→ **Required work**:
Please gather each line of the entries below that contains the string "gray". Case must match.

→ **Raw records**:

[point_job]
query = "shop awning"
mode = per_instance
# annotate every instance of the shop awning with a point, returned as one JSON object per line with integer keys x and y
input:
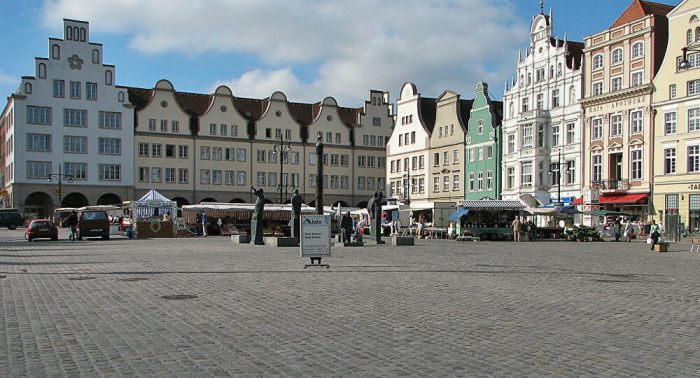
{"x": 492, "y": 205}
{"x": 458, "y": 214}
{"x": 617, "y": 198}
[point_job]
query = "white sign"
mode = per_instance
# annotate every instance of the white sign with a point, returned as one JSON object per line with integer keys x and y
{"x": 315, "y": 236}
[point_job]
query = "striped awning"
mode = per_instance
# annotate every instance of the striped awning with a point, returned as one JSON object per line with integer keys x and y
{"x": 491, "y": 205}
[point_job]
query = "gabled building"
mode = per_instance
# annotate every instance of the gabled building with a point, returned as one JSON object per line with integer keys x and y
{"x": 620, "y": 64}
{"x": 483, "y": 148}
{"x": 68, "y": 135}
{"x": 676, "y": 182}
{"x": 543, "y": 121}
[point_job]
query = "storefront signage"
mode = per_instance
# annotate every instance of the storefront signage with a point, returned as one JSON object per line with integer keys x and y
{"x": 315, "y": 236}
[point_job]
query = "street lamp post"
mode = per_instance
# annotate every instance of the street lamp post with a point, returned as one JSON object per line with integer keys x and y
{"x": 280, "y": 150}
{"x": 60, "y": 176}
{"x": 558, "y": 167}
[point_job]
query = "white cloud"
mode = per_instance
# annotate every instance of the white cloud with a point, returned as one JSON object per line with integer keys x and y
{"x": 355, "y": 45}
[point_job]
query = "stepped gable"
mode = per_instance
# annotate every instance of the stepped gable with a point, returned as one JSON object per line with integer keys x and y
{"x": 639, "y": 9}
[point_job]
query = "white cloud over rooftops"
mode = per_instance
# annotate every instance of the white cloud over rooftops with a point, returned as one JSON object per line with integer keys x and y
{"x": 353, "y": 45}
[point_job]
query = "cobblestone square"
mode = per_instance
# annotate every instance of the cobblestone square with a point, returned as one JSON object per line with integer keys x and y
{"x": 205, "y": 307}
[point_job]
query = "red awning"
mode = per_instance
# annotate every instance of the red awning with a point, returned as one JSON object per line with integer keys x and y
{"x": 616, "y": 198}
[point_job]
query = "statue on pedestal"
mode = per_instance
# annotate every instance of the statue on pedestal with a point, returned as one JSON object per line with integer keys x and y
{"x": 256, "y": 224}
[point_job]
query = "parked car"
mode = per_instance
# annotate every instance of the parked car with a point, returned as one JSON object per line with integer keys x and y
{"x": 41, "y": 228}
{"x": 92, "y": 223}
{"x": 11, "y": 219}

==

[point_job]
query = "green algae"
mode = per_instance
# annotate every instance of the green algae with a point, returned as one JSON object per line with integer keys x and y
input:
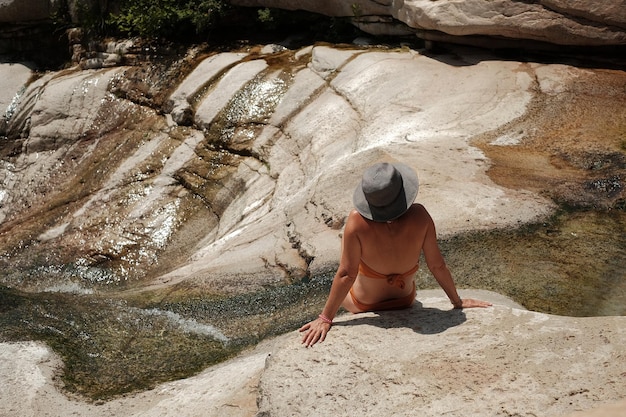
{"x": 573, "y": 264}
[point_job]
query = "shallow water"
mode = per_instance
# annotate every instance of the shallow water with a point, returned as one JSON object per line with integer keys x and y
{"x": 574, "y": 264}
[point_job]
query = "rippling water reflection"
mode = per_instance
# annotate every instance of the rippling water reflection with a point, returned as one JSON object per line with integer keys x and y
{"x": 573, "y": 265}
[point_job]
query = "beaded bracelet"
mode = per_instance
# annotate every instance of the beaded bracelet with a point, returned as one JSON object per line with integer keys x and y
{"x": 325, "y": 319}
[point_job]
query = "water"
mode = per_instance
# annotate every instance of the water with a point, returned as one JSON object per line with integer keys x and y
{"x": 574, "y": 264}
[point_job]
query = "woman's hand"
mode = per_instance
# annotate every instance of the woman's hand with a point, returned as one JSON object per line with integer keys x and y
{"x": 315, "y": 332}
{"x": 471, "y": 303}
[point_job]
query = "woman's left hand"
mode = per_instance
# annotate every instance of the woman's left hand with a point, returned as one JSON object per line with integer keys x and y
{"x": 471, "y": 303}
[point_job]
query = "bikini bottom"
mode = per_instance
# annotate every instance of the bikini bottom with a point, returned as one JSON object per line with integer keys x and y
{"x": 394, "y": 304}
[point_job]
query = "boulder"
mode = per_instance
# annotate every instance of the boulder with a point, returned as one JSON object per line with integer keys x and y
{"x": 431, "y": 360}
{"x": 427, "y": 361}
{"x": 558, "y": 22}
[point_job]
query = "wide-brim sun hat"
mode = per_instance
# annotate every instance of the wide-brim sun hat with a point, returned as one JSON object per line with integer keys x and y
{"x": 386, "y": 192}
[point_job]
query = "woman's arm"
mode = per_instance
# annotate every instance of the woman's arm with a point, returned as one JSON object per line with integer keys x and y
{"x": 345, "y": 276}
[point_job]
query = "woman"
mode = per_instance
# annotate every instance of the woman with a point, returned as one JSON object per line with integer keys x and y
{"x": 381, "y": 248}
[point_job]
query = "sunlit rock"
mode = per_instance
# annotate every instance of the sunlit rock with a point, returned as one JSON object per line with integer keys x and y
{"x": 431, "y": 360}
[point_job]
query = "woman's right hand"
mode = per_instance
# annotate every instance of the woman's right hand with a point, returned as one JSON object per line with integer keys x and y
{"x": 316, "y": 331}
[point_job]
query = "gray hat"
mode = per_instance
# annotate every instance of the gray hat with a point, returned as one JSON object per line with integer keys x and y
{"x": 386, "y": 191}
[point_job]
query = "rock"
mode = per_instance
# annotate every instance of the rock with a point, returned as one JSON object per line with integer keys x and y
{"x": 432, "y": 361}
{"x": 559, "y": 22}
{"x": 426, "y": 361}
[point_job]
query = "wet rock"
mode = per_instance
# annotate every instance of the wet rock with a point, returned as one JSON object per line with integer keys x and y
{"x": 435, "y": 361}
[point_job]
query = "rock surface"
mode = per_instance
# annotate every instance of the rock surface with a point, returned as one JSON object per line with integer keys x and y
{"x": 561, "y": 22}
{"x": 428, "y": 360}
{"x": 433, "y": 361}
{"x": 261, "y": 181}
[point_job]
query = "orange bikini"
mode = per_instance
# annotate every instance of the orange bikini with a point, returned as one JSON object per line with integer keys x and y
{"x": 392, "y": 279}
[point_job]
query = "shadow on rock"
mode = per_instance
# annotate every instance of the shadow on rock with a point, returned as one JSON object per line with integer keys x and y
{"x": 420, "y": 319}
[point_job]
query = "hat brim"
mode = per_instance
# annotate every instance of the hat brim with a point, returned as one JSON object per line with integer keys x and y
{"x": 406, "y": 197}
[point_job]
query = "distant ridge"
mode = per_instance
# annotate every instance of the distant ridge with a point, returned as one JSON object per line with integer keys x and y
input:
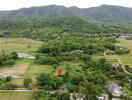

--

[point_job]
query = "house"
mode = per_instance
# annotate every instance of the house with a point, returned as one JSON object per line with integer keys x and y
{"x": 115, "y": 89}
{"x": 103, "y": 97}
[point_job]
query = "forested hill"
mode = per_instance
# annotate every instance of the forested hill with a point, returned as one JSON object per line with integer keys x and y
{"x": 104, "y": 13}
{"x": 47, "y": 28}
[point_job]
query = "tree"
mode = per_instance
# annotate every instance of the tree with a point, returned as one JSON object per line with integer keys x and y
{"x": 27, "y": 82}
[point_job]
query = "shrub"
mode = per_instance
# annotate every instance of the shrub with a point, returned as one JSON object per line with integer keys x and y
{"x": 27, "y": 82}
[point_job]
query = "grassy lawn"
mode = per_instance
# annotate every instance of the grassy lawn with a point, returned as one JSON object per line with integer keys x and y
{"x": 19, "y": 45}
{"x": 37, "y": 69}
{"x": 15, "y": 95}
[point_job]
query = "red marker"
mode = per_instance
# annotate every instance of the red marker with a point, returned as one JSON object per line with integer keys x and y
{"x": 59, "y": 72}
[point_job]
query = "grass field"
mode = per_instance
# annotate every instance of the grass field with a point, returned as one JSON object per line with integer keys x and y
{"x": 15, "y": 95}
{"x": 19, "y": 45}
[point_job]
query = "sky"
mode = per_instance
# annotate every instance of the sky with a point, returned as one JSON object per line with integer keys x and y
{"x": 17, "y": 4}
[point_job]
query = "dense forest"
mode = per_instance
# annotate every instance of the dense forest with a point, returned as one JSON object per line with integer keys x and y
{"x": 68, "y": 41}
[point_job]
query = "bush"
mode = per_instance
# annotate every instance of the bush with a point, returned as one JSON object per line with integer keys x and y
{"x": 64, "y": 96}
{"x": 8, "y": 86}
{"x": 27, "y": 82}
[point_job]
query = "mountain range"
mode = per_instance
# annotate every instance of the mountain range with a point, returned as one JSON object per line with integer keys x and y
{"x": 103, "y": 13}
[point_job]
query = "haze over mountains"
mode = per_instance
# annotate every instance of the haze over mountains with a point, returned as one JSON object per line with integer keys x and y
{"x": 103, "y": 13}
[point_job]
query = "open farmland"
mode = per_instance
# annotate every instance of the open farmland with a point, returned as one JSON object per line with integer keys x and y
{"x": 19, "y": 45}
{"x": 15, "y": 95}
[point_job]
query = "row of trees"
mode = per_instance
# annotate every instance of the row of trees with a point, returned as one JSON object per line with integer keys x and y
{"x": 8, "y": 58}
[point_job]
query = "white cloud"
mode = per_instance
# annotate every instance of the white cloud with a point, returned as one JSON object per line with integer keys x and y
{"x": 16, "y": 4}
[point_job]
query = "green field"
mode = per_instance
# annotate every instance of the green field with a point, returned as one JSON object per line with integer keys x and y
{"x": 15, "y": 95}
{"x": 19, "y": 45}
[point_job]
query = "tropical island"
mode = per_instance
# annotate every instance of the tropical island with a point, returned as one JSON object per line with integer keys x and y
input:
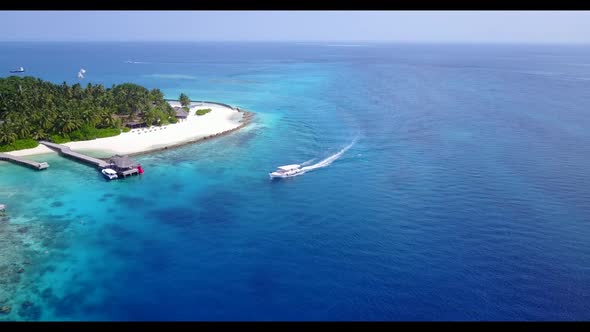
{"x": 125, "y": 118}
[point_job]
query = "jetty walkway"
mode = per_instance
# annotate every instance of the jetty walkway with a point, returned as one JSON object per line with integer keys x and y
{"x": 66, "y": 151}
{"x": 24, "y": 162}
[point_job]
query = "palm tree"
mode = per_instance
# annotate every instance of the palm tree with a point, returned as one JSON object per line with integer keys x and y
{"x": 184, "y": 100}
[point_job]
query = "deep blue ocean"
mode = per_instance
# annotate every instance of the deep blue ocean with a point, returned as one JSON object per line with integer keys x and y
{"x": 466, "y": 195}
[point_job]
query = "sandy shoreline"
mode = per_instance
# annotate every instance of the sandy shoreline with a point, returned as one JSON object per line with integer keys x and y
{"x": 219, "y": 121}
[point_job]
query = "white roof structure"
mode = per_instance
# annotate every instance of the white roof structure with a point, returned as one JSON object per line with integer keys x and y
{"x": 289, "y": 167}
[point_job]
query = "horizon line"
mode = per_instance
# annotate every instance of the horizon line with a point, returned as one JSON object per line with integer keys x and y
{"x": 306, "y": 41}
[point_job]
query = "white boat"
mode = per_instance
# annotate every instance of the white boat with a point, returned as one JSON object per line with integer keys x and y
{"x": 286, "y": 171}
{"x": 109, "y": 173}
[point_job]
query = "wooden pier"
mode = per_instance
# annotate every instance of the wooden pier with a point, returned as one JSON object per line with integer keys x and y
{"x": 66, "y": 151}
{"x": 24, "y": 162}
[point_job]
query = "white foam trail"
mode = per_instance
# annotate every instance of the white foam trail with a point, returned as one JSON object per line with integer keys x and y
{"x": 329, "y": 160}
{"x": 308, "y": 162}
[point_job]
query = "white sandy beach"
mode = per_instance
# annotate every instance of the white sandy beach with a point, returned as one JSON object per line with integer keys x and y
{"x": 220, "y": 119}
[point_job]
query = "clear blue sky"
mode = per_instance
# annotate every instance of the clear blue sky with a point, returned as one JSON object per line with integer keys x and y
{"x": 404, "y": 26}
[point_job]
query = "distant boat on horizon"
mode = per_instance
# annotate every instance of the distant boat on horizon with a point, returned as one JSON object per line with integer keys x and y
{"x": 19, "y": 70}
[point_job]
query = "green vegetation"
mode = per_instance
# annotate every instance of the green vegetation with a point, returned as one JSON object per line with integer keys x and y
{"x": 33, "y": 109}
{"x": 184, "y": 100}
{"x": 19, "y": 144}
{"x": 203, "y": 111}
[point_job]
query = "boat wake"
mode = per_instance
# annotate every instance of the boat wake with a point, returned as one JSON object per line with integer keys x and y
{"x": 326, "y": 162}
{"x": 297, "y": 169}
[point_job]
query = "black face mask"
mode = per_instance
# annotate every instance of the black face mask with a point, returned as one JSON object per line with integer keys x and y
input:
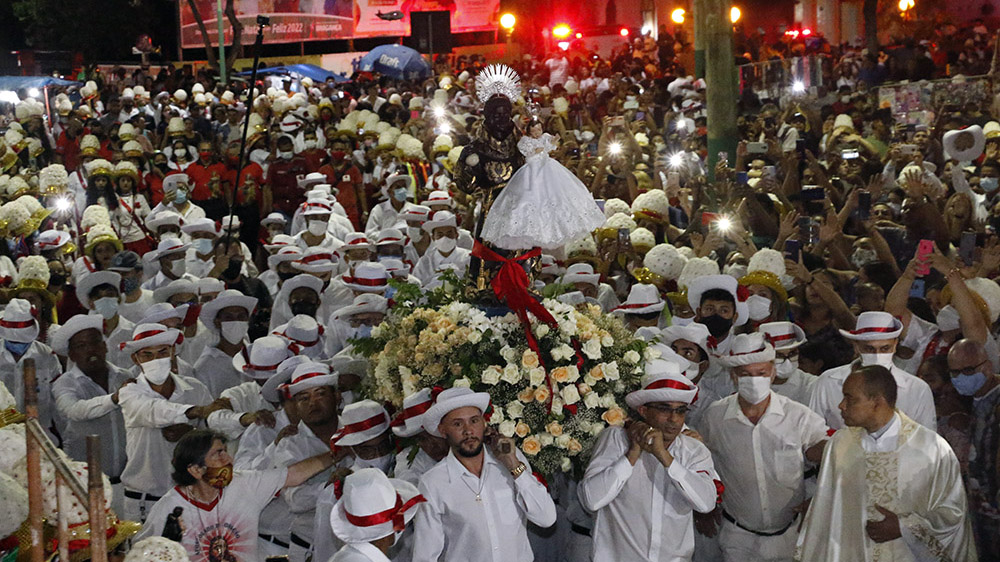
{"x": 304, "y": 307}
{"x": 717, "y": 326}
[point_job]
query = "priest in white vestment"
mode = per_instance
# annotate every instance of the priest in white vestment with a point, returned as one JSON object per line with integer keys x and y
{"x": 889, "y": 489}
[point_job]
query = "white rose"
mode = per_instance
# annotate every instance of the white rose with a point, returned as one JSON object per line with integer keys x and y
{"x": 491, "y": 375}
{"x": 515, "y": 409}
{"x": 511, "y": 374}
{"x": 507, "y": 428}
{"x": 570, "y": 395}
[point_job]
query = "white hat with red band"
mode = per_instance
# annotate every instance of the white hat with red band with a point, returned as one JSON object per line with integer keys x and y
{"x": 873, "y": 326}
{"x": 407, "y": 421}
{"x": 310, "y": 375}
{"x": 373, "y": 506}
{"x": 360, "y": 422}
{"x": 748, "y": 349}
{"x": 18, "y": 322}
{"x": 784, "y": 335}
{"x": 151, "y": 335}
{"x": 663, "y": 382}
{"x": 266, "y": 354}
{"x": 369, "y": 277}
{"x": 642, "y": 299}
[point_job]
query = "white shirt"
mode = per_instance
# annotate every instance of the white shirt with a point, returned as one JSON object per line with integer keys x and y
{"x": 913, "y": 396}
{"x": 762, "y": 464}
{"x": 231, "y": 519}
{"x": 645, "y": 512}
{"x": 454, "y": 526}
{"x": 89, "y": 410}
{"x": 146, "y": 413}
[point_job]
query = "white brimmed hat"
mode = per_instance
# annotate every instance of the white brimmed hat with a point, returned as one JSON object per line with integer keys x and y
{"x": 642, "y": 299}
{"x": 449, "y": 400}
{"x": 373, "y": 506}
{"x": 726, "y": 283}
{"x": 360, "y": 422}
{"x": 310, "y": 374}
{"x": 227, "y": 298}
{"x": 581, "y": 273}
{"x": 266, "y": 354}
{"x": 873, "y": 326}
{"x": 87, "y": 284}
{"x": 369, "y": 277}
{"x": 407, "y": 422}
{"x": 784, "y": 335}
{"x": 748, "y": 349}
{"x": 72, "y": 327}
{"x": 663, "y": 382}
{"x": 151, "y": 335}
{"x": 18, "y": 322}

→ **Final result**:
query = "gray hat"
# annotate every instance of the gray hat with a point, returned as one JSON object per line with integer keys x and y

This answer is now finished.